:: EXERCISE INSTRUCTIONS ::
a) Answer these questions from the symposium report:
(i) Where and when was the symposium first scheduled to take place?
(ii) How many speakers did the online event bring together?
(iii) Who gave the opening remarks?
b) Repeat word for word the stretch of the symposium report from "Eric Schuettpelz, Chair" through "still goes on.".

:: TEXT PROVIDED ::
****************************************
From Plant Press, Vol. 24, No. 3, July 2021.
By Gary A. Krupnick
The 18th Smithsonian Botanical Symposium, co-hosted by the Smithsonian’s Department of Botany and the United States Botanic Garden, was held virtually over two days on May 13 and 14, 2021. The Symposium, “Plant symbiosis: The good, the bad, and the complicated,” was originally scheduled to take place in May 2020 at the National Museum of Natural History (NMNH) in Washington, DC, but the coronavirus global pandemic pushed the symposium to 2021. The digital event this year successfully brought together six engaging speakers in a Zoom webinar setting to explore current research in the diversity of plant symbioses, examining the relationships plants have with insects, fungi, bacteria, and even other plants. Invited speakers included botanists, ecologists, microbiologists, and geneticists whose research unravels the complicated relationships that plants have with their collaborators and competitors in the natural world.
Eric Schuettpelz, Chair of Botany at NMNH, welcomed the virtual audience to the symposium and Rebecca Johnson, Associate Director for Science and Chief Scientist at NMNH, provided opening remarks. Johnson spoke about our strong relationship with the U.S. Botanic Garden and talked about our shared mission to educate the public about plants and their importance to people and the environment. She celebrated the amazing progress that the Botany Department has made in fully digitizing the specimens in the U.S. National Herbarium and the benefits of those digitized specimens to the scientific community. Even though the museum’s doors have been closed, the research still goes on.
****************************************
:: EXCERPTED RECORDS ::
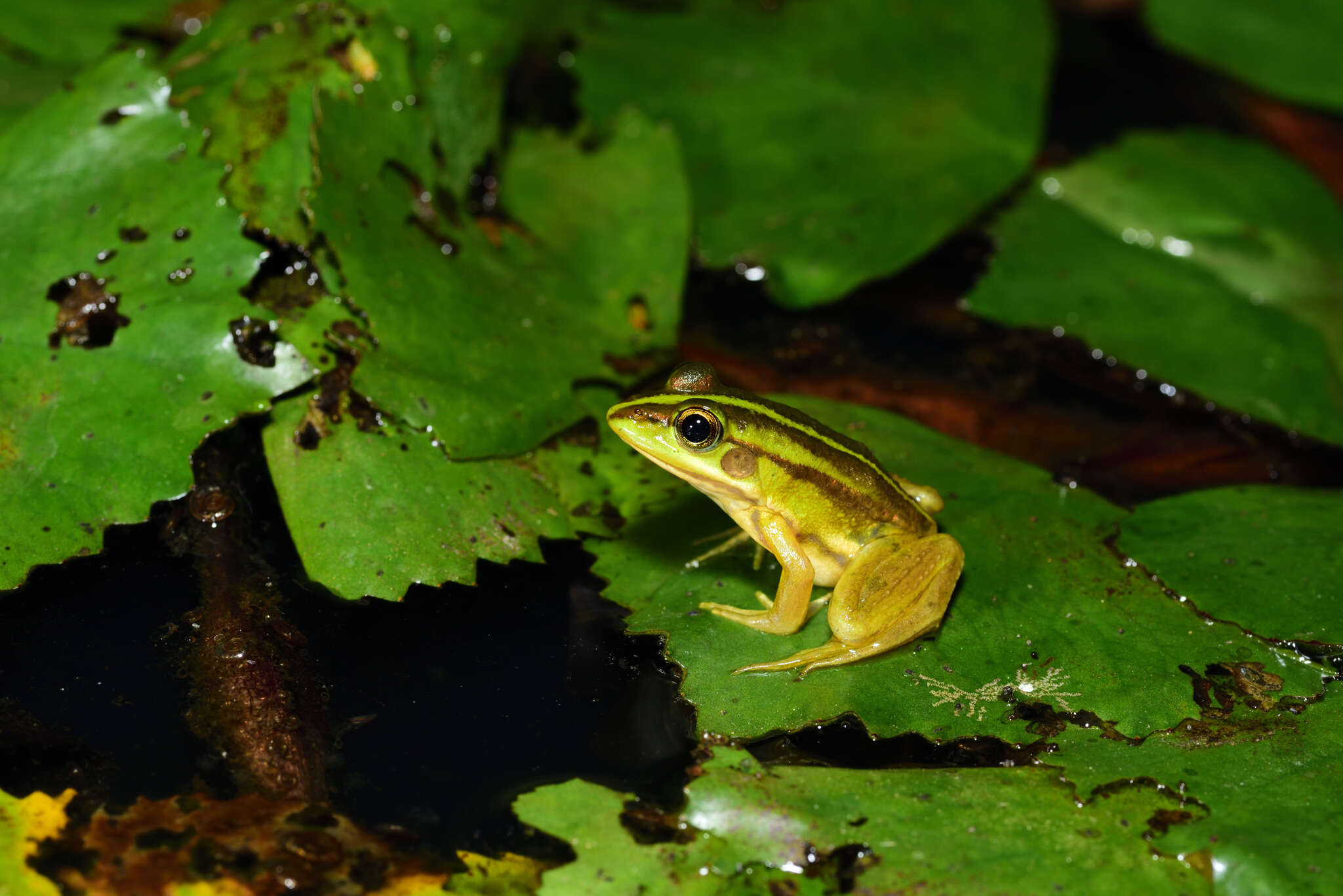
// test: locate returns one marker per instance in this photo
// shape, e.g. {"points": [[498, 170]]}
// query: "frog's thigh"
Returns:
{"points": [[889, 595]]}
****************************************
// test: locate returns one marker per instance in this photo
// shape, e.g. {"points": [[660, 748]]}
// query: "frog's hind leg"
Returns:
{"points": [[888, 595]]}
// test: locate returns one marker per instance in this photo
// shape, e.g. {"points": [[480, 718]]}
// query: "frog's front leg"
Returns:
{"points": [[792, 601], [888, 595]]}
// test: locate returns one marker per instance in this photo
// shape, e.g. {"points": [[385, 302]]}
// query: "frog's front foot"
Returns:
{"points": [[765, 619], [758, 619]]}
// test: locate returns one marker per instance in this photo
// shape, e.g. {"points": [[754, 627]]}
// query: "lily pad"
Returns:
****************************************
:: ANSWERS BY ITEM NUMBER ::
a)
(i) At the National Museum of Natural History in Washington, DC, in May 2020.
(ii) Six.
(iii) Rebecca Johnson, Associate Director for Science and Chief Scientist at NMNH.

b)
Eric Schuettpelz, Chair of Botany at NMNH, welcomed the virtual audience to the symposium and Rebecca Johnson, Associate Director for Science and Chief Scientist at NMNH, provided opening remarks. Johnson spoke about our strong relationship with the U.S. Botanic Garden and talked about our shared mission to educate the public about plants and their importance to people and the environment. She celebrated the amazing progress that the Botany Department has made in fully digitizing the specimens in the U.S. National Herbarium and the benefits of those digitized specimens to the scientific community. Even though the museum’s doors have been closed, the research still goes on.